Focus On: Retail Grocery
Top business challenge: To compete with multiplying grocery channels while keeping costs low
Solution: To supply higher-quality offerings and achieve efficiencies in areas such as inventory management and order fulfillment
How IT can help: By deploying ERP, inventory management systems and Web-based workforce management systems

Founded in 1999, the $240-million company processes 6,000 online orders a day out of a single warehouse in Queens. Time-strapped New Yorkers don't have to traverse the busy aisles of a traditional store; they can order Skippy and Tide online, along with made-to-order items like prepared meals; some 50 blends of fresh-roasted coffee; and kosher or organic meat, all packaged and delivered the next day to their specifications.

The Wal-Mart Effect

FreshDirect exemplifies how smaller grocers are shifting their strategies to compete in the $500-billon retail grocery industry. Over the past decade, an explosion of grocery channels -- from wholesale clubs to high-end organic stores -- has captured an increasing portion of grocery business.

Stated problem A
In the retail grocery excerpt, rewrite the part that opens with the words containing "Founded in 1999, the" and closes with "of grocery business.", swapping "Queens" for "Brooklyn".
Stated problem B
Answer these about the retail grocery excerpt:
(i) In what year was the company founded?
(ii) How many online orders does it process a day?
(iii) What is named as the top business challenge?
Stated problem C
Carry the retail grocery article on past its final sentence.

Data
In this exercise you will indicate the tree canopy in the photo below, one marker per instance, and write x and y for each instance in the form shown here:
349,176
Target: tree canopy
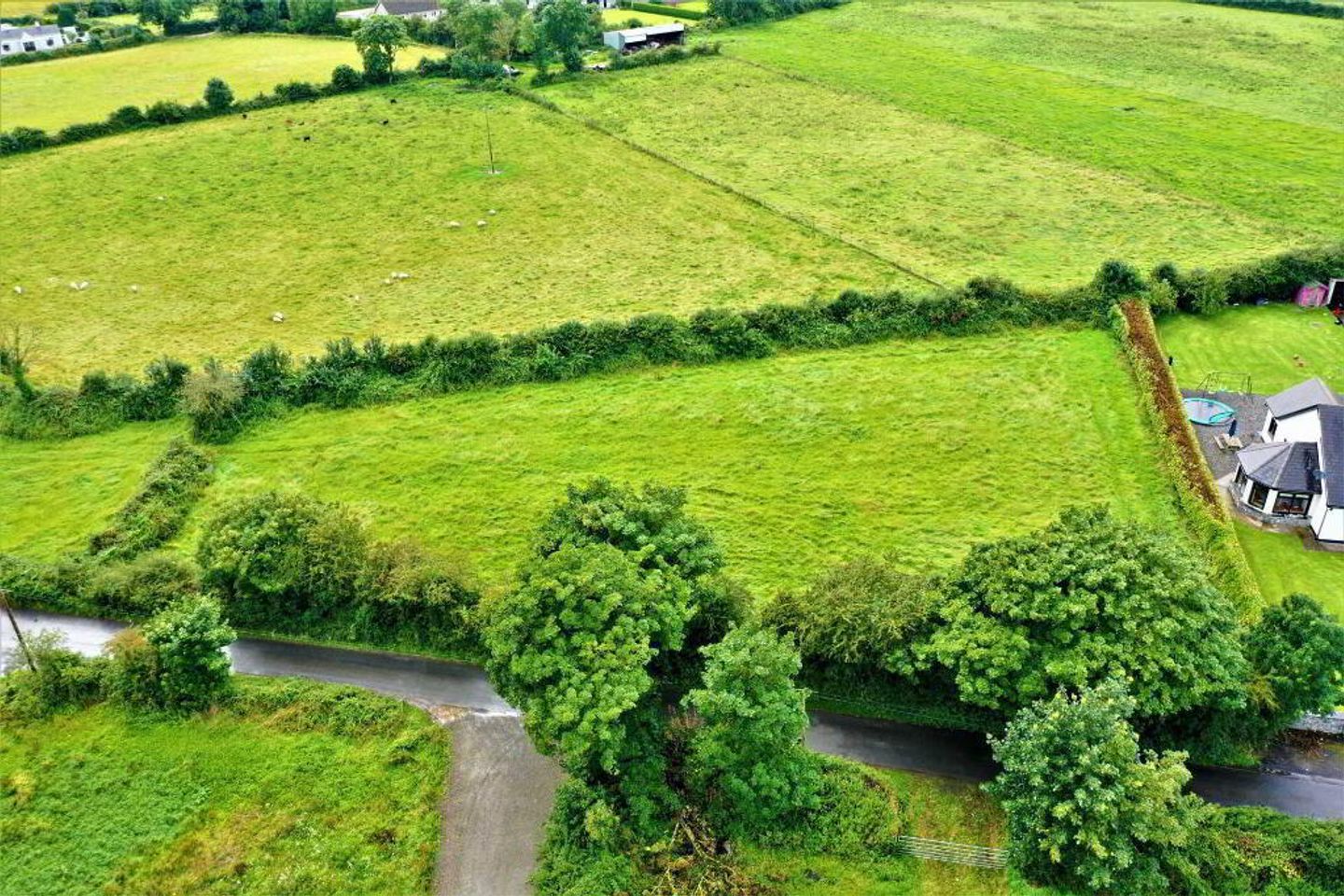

Exercise response A
Founded in 1999, the $240-million company processes 6,000 online orders a day out of a single warehouse in Brooklyn. Time-strapped New Yorkers don't have to traverse the busy aisles of a traditional store; they can order Skippy and Tide online, along with made-to-order items like prepared meals; some 50 blends of fresh-roasted coffee; and kosher or organic meat, all packaged and delivered the next day to their specifications.

The Wal-Mart Effect

FreshDirect exemplifies how smaller grocers are shifting their strategies to compete in the $500-billon retail grocery industry. Over the past decade, an explosion of grocery channels -- from wholesale clubs to high-end organic stores -- has captured an increasing portion of grocery business.

Exercise response B
(i) 1999
(ii) 6,000
(iii) To compete with multiplying grocery channels while keeping costs low

Exercise response C
Wal-Mart has taken a significant bite. According to market research firm Retail Forward, in 2005 some 20% of consumers did their primary grocery shopping at Wal-Mart, up from 4% in 1999. "The Wal-Mart effect on the marketplace has forced supermarket operators out of the center," says Frank Dipasquale, senior vice president at the National Grocers Association. To differentiate themselves from low-cost powerhouses and larger high-end rivals, midmarket grocers are choosing formats that offer "a niche in which to compete," Dipasquale says.

That means providing more prepared-food offerings as well as better service and products. But in a business with margins of 1.46%, stepping up product and service quality without breaking the bank is no small task. So midsized groceries have turned to various technologies, including enterprise resource planning (ERP) systems to bring efficiency to operations; inventory management systems to get a handle on ordering; and business intelligence tools to provide customer-specific service. And to manage its high-turnover workforce, retail grocers have turned to Web-based technologies to automate payroll and benefits.